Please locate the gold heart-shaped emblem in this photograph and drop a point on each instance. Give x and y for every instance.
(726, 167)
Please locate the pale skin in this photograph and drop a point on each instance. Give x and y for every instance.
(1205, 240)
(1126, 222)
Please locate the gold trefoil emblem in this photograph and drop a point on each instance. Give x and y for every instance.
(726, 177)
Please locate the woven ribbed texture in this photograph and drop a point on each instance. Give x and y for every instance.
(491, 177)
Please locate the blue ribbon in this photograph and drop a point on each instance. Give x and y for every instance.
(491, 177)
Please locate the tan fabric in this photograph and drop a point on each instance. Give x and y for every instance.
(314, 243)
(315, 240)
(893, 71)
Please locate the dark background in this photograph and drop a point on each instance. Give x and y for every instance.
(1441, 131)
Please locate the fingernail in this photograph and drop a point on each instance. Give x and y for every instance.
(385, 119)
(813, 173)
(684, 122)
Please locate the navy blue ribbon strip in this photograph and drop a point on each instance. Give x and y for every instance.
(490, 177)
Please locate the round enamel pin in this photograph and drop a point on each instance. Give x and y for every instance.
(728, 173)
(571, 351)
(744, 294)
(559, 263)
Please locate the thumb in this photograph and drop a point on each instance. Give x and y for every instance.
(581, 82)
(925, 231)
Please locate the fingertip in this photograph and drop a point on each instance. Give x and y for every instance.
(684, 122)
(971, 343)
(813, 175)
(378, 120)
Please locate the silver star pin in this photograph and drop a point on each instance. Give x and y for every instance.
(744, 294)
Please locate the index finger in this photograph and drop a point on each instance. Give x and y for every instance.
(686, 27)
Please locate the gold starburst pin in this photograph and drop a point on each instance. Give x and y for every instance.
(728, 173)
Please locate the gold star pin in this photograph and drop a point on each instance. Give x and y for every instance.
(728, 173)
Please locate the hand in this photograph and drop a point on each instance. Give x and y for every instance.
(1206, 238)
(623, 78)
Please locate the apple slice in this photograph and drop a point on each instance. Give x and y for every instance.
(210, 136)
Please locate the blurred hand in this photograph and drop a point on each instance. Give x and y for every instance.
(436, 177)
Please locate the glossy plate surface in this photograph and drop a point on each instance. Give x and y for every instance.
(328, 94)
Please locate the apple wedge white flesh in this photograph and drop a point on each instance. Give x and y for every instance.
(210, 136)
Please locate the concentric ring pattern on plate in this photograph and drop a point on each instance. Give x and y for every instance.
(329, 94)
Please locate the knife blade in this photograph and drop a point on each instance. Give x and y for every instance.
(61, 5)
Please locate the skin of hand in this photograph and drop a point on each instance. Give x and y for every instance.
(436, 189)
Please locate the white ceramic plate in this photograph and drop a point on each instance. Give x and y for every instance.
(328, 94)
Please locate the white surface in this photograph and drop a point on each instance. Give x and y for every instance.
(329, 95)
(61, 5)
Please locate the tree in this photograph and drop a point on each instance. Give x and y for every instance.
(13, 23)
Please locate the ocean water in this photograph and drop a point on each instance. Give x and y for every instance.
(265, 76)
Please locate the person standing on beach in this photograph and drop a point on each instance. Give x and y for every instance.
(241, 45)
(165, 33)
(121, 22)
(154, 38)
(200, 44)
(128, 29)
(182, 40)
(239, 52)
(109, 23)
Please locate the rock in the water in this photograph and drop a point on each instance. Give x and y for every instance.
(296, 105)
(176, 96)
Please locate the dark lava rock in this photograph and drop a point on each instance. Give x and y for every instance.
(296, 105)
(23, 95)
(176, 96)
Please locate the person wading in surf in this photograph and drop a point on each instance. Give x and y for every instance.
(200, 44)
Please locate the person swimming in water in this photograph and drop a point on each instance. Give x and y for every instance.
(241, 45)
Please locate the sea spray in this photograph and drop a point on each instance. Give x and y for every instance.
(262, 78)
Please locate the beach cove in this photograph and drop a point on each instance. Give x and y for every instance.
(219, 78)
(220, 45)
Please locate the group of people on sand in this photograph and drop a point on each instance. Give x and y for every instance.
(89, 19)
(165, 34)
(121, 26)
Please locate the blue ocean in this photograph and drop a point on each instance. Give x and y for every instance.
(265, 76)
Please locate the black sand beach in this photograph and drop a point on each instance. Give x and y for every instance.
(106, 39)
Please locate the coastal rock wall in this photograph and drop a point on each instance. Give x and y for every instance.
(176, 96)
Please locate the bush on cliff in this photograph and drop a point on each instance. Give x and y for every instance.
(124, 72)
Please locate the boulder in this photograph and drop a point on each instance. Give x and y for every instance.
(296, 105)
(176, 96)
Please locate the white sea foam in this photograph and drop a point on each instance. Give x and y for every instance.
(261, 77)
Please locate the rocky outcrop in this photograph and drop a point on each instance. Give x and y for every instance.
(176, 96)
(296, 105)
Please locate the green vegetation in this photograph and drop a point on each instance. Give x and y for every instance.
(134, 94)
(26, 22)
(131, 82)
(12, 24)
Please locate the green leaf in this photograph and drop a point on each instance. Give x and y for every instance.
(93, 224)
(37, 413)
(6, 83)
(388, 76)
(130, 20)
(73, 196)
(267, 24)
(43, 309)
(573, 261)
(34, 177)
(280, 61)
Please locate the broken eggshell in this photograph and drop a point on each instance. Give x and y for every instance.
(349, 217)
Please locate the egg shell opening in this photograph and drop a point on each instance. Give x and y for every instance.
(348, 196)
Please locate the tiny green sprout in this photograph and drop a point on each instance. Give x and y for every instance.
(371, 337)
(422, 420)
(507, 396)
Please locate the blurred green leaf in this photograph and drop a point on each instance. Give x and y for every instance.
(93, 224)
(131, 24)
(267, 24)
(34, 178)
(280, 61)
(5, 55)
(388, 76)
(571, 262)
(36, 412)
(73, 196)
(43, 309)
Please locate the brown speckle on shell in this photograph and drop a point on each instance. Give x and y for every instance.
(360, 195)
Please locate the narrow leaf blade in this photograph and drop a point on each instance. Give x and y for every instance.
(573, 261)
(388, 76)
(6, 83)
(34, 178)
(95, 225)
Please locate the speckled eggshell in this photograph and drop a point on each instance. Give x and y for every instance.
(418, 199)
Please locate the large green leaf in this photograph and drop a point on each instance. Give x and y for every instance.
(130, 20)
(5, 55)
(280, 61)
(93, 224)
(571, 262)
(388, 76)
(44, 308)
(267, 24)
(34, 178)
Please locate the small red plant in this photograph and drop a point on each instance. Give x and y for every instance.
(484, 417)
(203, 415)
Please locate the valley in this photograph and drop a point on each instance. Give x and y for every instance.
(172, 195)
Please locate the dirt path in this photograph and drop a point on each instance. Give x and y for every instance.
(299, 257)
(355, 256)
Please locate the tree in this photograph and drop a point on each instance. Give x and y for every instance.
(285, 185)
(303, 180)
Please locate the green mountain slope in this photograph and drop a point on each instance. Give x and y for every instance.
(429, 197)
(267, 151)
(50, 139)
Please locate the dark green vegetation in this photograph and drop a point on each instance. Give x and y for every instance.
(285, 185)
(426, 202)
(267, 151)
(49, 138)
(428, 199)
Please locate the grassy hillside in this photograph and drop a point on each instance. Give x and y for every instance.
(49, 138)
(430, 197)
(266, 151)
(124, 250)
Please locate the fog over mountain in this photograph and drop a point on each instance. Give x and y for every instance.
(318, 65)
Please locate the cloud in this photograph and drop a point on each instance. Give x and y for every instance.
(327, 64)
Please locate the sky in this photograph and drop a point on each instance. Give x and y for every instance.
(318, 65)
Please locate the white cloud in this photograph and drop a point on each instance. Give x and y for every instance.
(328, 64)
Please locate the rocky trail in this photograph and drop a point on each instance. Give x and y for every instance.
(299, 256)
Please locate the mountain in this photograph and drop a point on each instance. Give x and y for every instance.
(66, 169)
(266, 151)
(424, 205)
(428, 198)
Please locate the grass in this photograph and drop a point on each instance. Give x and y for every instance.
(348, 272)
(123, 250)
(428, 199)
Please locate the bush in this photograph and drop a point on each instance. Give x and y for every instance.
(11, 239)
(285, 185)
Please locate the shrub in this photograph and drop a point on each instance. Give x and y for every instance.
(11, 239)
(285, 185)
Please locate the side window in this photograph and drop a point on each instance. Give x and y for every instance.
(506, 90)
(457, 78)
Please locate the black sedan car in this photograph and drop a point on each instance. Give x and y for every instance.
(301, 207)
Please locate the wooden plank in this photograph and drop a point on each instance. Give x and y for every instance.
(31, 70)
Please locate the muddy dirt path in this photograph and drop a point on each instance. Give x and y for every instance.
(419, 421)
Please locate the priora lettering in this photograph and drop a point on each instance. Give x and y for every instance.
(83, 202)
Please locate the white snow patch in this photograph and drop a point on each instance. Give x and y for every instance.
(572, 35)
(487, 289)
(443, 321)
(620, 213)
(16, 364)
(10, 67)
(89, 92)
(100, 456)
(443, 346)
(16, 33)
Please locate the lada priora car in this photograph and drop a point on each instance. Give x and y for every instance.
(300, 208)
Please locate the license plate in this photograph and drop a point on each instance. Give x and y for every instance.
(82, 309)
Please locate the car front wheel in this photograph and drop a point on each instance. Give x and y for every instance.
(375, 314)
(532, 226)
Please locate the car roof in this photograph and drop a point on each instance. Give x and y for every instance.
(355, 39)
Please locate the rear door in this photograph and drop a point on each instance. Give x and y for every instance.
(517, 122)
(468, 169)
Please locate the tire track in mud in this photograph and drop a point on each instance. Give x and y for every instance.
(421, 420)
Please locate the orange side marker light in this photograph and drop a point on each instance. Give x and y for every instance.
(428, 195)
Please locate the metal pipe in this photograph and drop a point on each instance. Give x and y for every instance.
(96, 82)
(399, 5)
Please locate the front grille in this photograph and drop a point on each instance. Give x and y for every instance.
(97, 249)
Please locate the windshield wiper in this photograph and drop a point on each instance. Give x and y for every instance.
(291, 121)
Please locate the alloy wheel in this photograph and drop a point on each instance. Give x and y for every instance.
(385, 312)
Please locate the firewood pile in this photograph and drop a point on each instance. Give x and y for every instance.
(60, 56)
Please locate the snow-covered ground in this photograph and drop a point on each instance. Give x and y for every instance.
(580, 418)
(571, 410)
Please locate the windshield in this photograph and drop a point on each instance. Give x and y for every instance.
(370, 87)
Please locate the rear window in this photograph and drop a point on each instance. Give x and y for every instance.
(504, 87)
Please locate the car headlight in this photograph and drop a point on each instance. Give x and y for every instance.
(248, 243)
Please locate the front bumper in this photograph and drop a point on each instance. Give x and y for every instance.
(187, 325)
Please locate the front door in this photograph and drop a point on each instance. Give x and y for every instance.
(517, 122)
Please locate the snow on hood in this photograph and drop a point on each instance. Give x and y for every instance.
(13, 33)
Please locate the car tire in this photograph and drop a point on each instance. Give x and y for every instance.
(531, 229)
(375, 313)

◆ **Activity**
Exactly the lines from the one that holds "Please locate the metal" through the final line of the records above should be written out, and only those.

◆ **Solution to the exercise**
Please locate the metal pipe in this photograph and drop a point on each instance. Give x and y for every instance.
(96, 82)
(399, 5)
Please locate the front grille in this photograph and drop a point on each instance. Give x and y for every instance.
(97, 249)
Please locate the windshield wiper in this photograph and drop a point on each instance. Give x and y for every instance.
(291, 121)
Please locate the alloy wheel in this photograph and drop a point on each instance. Give x and y for every instance.
(385, 312)
Please locate the firewood pile in this photograph and drop a point on each instance. Give x and y for every instance.
(60, 56)
Please locate the snow-covered ground in this photograph and drop a point on each instance. Give x and y for every instance.
(580, 418)
(571, 410)
Please locate the windshield in this photograph and drop a point on each instance. Give x and y for every instance.
(370, 87)
Please locate the rear window in this photograph and drop a point on each instance. Give x and y for every instance.
(504, 87)
Please locate the car headlight in this photograph and drop a point on each instance. Give x and y for every instance.
(248, 243)
Please locate the front bumper in this photograph and drop a point on each instance. Give x and y for every instance.
(187, 325)
Please locate the front door in this photograph and drop a point on each instance. Give x and y for every instance.
(517, 122)
Please locate the snow on hood in this photograph and drop a point on each instance. Give x and y for every instance.
(13, 33)
Please locate the car tire in this photograph and drop a point on each instance. Give x and y for every instance.
(531, 229)
(375, 313)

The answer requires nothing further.